**APPLY WHAT YOU READ**
1. Name every organization that the MLN text lists as funding the screening facility.
2. According to the MLN text, where and when did CIMMYT and KALRO set up the MLN screening facility?
3. Translate this sentence from the MLN text into Spanish: "This first generation of hybrids is based on chance finds in available germplasm."

### TEXT BLOCK ###

Reacting on all fronts

The rapid emergence of MLN in East Africa was met by an equally impressive effort to quickly offer farmers varieties capable of surviving MLN by identifying sources of tolerance further down the breeding timeline.

With funding from the Bill and Melinda Gates Foundation (BMGF), the Syngenta Foundation for Sustainable Agriculture (SFSA) and MAIZE CRP, CIMMYT and KALRO jointly established an MLN screening facility at Naivasha, Kenya in September 2013. This facility now widely used by the public and private sector.

After a mass screening of 21,000 pre-commercial hybrids, 26,000 inbred maize lines and 80 commercial cultivars, five hybrids with moderate tolerance to MLN are already in varying stages of commercial release in Kenya, Uganda and Tanzania.

“This first generation of hybrids is based on chance finds in available germplasm. The second generation will come from the inbred lines that we are developing,” said B.M. Prasanna, director of the CIMMYT Global Maize Program and now also MAIZE CRP. “We are also incorporating resistance into as many as 25 commercial lines using genetic marker-assisted backcrossing.”

### MATERIAL SHOWN ###

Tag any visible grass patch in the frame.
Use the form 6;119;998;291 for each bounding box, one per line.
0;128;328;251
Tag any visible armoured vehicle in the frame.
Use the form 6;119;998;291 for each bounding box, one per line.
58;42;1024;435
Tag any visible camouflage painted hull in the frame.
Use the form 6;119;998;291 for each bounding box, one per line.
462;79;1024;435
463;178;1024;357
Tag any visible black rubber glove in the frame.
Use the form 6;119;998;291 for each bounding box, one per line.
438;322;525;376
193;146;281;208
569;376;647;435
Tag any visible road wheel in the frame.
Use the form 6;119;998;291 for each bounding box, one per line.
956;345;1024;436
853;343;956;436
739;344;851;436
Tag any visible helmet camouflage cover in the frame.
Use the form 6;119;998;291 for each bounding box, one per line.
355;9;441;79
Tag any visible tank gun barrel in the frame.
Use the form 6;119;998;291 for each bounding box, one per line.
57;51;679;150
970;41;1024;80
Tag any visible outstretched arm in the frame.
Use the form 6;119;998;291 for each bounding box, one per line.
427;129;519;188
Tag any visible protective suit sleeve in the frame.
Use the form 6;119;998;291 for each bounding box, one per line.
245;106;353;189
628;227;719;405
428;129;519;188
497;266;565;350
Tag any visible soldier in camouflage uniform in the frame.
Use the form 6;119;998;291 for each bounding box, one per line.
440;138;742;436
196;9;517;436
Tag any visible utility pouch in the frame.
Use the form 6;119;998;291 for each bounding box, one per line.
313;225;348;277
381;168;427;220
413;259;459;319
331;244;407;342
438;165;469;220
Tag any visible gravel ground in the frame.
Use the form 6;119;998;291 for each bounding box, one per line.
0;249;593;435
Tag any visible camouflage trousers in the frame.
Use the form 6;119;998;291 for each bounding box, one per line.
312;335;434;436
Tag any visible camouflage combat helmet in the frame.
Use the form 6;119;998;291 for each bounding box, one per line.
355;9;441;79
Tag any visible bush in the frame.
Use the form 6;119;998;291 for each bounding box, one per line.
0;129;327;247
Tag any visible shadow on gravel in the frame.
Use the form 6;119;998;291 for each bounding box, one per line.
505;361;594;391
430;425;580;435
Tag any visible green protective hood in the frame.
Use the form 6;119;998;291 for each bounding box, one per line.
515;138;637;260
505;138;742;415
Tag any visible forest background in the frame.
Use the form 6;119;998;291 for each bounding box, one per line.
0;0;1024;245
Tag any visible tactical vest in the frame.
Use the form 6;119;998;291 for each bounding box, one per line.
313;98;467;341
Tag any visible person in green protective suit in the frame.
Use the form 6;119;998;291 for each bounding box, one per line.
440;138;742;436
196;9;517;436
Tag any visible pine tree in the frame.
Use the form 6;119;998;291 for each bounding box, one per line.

###

**ANSWER SECTION**
1.
- Bill and Melinda Gates Foundation (BMGF)
- Syngenta Foundation for Sustainable Agriculture (SFSA)
- MAIZE CRP

2. At Naivasha, Kenya, in September 2013.

3. Esta primera generación de híbridos se basa en hallazgos fortuitos en el germoplasma disponible.